- **CONSEGNA**
Riporta senza modifiche il passo dell'articolo sul caso Woodford compreso tra "La faccenda che" e "cinque anni fa.", estremi inclusi.

- **ESTRATTO DEL TESTO**
L’azione giudiziaria è stata promossa in Gran Bretagna da KeyMed, filiale britannica di Olympus di cui Woodford era stato managing director. Secondo i rilievi accusatori lui e un altro ex dirigente, Paul Hillman, avrebbero abusato del loro ruolo per ingannare gli altri membri del board nel 2005 e spingerli ad approvare un nuovo piano pensionistico per manager finalizzato a garantire contributi eccessivi, al fine ultimo di gonfiare le loro future pensioni. Woodford nega ogni irregolarità e sostiene che si tratta di una manovra per danneggiare la sua reputazione nonché lesiva dell’accordo stragiudiziale transattivo (secondo indiscrezioni, da 10 milioni di sterline) raggiunto con Olympus nel 2012. Quindi ha citato lui stesso per danni la società con una controrichiesta multimilionaria (in sterline).

La faccenda che riguarda Woodford ha tecnicalità complesse e molte carte non sono ancora di dominio pubblico. L’impressione che se ne ricava riguarda tre punti di verosimiglianza. Appare probabile che Woodword e Hillman siano stati un po’ avidi. Altrettanto probabile appare che, come sostengono, abbiano agito «in piena trasparenza» con il consenso del board. Se Olympus ora allega che il settlement del 2012 non impedisce successive azioni giudiziarie relative a comportamenti illegali intenzionali, è praticamente certo che nulla sarebbe stato eccepito se Woodword non fosse diventato il re dei “whistleblowers” cinque anni fa.

Il 56enne manager britannico era stato assunto nel 1981 e aveva avuto una carriera splendida sfociata in un posto nel board di Olympus nel 2008. A sorpresa, nell’estate 2011 era stato nominato addirittura primo Ceo straniero del gruppo. Una vera rarità nell’intera Corporate Japan. Senonché, proprio pochi giorni dopo la nomina, Woodford aveva trovato nella sua casella varie email che segnalavano un articolo della rivista d’assalto “Facta”, in cui si sollevavano sospetti su enormi commissioni pagate su conti delle isole Cayman in relazione all’acquisizione della società Gyrus. Il nuovo Ceo aveva chiesto spiegazioni al presidente Tsuyoshi Kikukawa, che l’aveva scelto come Ceo, e ad altri top manager, ottenendo reazioni gelide ed evasive. Ma non aveva mollato.

- **DATI ELENCATI**
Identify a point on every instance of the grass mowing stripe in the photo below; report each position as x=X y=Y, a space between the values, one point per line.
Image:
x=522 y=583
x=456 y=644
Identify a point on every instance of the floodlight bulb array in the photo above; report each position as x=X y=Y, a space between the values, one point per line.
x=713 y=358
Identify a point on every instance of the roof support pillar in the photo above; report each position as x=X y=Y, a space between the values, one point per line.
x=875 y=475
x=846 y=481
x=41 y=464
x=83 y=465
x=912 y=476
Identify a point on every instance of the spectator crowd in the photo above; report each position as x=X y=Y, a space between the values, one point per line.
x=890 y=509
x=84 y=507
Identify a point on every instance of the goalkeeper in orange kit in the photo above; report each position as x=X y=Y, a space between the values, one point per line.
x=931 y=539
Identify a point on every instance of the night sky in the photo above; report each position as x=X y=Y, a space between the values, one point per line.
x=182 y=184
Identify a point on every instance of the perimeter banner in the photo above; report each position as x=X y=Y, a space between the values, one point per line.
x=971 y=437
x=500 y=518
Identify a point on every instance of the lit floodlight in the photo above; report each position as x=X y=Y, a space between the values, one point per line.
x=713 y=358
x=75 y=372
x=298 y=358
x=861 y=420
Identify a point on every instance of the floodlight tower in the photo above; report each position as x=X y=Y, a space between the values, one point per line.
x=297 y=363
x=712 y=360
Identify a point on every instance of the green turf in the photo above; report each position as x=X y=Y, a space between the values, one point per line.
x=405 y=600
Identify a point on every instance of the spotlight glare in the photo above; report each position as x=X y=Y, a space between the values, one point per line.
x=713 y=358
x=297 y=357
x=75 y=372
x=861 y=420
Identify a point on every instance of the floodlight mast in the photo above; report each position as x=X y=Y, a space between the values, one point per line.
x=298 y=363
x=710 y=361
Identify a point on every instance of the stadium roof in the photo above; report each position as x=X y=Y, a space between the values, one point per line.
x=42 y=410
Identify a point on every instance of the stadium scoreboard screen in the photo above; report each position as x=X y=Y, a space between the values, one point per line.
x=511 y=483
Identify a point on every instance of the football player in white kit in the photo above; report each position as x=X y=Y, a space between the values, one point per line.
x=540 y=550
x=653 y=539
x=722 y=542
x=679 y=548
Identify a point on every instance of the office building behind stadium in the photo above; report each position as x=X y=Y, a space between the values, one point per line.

- **RISPOSTA ATTESA**
La faccenda che riguarda Woodford ha tecnicalità complesse e molte carte non sono ancora di dominio pubblico. L’impressione che se ne ricava riguarda tre punti di verosimiglianza. Appare probabile che Woodword e Hillman siano stati un po’ avidi. Altrettanto probabile appare che, come sostengono, abbiano agito «in piena trasparenza» con il consenso del board. Se Olympus ora allega che il settlement del 2012 non impedisce successive azioni giudiziarie relative a comportamenti illegali intenzionali, è praticamente certo che nulla sarebbe stato eccepito se Woodword non fosse diventato il re dei “whistleblowers” cinque anni fa.